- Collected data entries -
====
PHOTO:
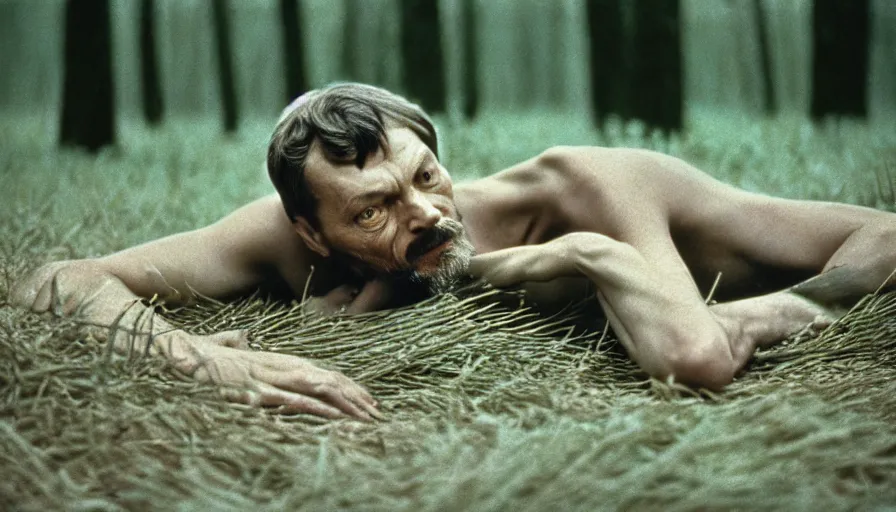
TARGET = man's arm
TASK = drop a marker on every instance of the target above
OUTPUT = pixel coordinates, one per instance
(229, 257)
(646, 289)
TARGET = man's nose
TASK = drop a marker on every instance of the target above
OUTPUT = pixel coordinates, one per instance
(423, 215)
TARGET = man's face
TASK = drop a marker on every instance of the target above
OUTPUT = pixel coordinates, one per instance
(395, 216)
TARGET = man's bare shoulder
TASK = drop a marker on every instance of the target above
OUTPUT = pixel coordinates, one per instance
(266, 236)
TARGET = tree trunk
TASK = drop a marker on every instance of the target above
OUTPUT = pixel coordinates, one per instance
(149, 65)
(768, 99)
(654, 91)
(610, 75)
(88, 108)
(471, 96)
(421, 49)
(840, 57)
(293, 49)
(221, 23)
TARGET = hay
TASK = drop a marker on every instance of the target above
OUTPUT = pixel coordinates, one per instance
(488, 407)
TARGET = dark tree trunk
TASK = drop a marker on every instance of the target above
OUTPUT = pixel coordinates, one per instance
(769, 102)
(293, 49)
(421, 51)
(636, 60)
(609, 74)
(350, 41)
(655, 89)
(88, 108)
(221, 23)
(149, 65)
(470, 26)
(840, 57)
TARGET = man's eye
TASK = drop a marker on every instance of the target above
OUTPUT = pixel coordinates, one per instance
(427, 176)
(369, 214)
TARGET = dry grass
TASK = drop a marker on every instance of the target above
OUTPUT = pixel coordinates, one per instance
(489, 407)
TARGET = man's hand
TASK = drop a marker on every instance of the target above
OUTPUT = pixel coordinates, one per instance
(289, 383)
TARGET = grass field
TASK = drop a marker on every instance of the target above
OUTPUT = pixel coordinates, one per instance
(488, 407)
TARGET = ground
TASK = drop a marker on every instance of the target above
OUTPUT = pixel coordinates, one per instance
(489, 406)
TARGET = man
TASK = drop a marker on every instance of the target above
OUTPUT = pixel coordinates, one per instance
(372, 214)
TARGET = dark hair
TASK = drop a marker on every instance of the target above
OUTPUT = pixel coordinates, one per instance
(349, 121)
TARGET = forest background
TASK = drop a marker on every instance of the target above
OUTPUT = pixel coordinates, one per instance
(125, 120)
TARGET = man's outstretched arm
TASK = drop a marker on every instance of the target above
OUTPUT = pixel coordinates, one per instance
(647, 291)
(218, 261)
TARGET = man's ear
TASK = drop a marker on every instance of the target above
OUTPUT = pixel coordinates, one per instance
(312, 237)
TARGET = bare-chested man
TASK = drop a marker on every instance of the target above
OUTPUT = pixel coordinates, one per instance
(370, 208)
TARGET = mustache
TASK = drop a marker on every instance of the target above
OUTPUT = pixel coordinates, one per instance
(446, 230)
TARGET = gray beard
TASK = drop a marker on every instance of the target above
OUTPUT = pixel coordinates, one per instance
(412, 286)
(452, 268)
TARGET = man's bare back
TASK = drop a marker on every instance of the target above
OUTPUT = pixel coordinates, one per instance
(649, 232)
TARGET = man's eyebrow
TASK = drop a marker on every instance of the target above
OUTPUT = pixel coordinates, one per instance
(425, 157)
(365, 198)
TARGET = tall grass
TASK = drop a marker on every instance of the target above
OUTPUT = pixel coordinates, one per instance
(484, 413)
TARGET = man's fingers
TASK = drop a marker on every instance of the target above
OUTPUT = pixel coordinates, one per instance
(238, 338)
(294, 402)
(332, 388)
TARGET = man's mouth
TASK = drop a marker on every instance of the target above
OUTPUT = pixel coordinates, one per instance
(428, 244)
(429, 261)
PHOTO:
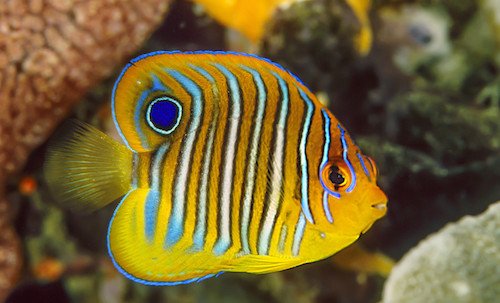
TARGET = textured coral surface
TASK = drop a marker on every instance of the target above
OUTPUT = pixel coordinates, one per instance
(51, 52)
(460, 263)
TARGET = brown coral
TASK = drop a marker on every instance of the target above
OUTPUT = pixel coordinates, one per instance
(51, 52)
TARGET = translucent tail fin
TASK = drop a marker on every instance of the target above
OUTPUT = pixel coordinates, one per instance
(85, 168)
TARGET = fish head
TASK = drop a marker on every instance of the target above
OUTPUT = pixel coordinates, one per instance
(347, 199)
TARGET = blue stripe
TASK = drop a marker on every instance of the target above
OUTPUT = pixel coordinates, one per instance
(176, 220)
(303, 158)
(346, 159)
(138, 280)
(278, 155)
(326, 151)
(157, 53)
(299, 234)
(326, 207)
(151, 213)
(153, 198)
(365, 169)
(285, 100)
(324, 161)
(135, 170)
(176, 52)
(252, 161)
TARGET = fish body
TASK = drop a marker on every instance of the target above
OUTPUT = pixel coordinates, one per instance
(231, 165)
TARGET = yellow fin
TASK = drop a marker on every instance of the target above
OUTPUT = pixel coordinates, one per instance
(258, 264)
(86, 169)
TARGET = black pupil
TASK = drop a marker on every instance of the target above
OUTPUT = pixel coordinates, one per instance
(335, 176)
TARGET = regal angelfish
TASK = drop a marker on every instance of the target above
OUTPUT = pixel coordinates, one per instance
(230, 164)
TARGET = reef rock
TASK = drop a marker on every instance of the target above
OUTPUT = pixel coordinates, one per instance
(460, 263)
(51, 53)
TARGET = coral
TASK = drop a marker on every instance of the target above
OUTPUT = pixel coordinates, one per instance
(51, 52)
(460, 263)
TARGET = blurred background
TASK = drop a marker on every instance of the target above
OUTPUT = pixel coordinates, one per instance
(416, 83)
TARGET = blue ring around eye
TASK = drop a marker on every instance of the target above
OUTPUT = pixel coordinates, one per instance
====
- EXERCISE -
Work out the count of lines in the data above containing the string "bare". Give it alone.

- RESULT BELOW -
3